PROBLEM TO WORK ON:
Look through the entries below and report every line that has "logo".

MATERIAL FOR THE TASK:

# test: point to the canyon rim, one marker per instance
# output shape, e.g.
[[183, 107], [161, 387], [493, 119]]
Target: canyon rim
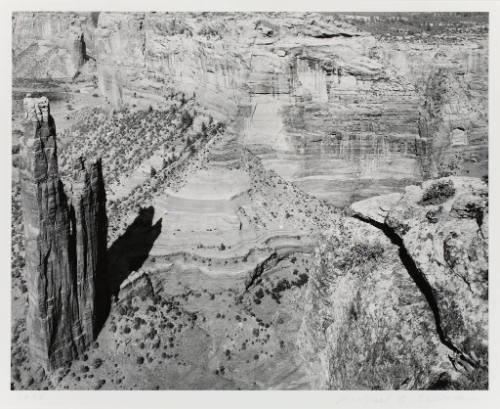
[[243, 201]]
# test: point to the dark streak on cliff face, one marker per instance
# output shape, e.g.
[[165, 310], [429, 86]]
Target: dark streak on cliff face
[[423, 285], [65, 244]]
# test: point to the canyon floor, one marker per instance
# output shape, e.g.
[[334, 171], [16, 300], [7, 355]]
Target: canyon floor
[[280, 240]]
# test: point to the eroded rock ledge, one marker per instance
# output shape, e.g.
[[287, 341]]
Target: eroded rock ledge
[[441, 229]]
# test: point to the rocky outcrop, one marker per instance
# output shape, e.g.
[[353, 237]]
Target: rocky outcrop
[[65, 244], [442, 231], [452, 124], [324, 104], [90, 221], [51, 45]]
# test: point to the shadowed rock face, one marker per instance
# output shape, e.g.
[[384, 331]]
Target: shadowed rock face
[[65, 244]]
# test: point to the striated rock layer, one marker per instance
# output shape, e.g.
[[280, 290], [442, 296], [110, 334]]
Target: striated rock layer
[[442, 231], [65, 244]]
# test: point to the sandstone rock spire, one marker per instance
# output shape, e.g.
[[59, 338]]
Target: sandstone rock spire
[[65, 244]]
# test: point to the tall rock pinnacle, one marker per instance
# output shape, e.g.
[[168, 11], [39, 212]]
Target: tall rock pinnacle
[[65, 244]]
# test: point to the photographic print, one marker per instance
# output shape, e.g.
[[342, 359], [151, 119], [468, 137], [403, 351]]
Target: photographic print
[[249, 200]]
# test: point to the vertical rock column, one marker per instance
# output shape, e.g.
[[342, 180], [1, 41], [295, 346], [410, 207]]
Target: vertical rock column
[[65, 244], [79, 50], [53, 320], [90, 221]]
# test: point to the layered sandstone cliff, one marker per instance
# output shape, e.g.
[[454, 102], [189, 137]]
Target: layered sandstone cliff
[[65, 244], [323, 103]]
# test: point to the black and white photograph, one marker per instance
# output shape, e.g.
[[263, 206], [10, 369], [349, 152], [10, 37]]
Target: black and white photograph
[[249, 200]]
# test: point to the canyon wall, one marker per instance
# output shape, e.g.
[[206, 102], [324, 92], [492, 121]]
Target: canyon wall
[[65, 242], [323, 103]]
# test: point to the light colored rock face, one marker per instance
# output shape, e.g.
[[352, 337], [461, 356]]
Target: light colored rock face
[[443, 227], [65, 244], [232, 276], [51, 45], [323, 104]]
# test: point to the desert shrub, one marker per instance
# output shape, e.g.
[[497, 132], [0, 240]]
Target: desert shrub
[[186, 119], [438, 192]]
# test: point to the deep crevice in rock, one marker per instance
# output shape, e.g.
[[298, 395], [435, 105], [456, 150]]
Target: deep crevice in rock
[[421, 282]]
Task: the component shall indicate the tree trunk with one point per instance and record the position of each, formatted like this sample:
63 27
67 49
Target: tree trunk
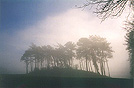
90 66
86 65
108 68
26 67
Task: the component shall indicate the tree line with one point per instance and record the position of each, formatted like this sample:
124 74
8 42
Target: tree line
89 54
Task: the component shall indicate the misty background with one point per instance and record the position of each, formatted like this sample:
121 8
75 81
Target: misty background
43 22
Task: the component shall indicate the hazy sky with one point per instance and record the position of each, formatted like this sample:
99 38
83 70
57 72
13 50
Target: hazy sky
42 22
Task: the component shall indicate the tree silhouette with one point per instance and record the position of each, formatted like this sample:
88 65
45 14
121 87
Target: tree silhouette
108 8
130 44
90 52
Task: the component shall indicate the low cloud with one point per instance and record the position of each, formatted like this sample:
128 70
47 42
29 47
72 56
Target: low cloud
72 25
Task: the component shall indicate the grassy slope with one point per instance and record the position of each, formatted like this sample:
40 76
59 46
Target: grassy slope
63 78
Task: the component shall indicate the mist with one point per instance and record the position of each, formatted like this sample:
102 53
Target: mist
60 28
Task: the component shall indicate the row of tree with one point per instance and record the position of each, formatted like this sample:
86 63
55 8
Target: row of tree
90 54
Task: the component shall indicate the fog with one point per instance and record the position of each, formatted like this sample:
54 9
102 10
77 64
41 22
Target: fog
60 28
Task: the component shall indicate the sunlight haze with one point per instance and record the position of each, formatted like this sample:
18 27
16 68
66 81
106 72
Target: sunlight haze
68 24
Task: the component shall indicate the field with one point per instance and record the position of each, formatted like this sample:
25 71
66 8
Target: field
63 81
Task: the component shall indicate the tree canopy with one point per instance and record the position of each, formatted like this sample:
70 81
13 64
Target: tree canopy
92 54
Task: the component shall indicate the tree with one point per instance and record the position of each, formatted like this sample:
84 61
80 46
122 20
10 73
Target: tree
109 8
130 44
83 50
70 52
26 58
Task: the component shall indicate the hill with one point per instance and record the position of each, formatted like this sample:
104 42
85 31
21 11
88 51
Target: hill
65 72
62 78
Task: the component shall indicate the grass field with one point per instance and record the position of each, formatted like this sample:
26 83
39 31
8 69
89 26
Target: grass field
82 80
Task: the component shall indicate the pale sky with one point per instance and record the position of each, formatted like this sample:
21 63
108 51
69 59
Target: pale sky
52 22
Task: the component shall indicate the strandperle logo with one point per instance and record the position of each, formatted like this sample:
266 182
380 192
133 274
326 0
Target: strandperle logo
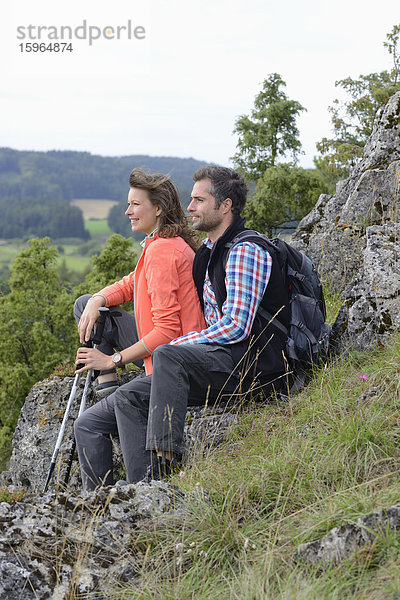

EXERCISE ANSWER:
Task: the component shall indicate the strandperle logo with one point per instance and record the position of each, formatted like this sample:
Target: strandperle logo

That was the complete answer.